=== GIVEN PROBLEM ===
Give the lines of the data below as a JSON list of strings, one string per line with blank lines omitted, starting at the line that contains "If you could spot the hand" and ending with the last line of the data.

— BEGIN SUPPLIED MATERIAL —

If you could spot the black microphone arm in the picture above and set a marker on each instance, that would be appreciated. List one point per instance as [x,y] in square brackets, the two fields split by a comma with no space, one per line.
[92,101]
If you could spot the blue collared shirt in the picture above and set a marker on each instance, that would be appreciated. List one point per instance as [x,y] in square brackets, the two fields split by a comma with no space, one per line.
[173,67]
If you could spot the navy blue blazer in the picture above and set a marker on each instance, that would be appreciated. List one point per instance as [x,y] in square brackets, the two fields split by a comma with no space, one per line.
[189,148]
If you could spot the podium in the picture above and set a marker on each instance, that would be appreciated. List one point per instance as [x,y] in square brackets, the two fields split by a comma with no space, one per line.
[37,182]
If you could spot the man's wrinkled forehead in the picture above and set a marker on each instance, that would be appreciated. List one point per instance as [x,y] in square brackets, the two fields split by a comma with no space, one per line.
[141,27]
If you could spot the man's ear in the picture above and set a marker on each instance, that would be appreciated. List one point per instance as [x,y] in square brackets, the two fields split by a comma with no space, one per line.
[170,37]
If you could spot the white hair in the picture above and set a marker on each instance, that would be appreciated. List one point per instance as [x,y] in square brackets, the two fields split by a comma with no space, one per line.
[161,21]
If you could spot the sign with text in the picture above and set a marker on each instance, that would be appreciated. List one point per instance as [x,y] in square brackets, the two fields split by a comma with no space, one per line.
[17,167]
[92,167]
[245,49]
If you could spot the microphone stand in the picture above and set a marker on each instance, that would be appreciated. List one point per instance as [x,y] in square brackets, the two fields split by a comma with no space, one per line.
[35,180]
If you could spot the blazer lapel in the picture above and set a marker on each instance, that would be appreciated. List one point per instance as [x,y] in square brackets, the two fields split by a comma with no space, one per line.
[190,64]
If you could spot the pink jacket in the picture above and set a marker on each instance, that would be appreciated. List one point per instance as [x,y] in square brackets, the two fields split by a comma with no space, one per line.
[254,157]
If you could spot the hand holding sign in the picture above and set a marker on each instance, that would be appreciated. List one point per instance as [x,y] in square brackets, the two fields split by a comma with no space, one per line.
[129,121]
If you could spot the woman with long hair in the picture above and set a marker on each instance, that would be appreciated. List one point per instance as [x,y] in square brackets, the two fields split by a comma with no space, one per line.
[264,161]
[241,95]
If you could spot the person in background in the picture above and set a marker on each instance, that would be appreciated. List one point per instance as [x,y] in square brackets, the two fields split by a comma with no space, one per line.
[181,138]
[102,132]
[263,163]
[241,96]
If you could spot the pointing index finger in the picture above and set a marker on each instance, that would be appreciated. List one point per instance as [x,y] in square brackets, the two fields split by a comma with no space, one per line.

— END SUPPLIED MATERIAL —

=== RESPONSE TO THE TASK ===
[
  "If you could spot the hand holding sign in the picture above and set a marker on each instance, that would be appreciated. List one point per instance as [x,y] in square brackets, the two fields split by a comma with no space, one per line.",
  "[129,121]",
  "If you could spot the woman with long hair in the picture above and set a marker on each instance, that would be appreciated. List one point per instance as [x,y] in square brackets, the two fields split by a comma with no space, one per line.",
  "[264,161]",
  "[241,95]",
  "If you could spot the person in background in the picture above and set a marker on each instance, that would be appreciated. List one point per instance as [x,y] in square brackets, the two fields split by a comma with no space, one per line.",
  "[181,138]",
  "[102,132]",
  "[263,163]",
  "[241,96]",
  "If you could spot the pointing index finger in the picture above and set a marker on each instance, that would be appreciated. List one point per instance as [x,y] in square brackets, the two fields split by a comma with no space, one per line."
]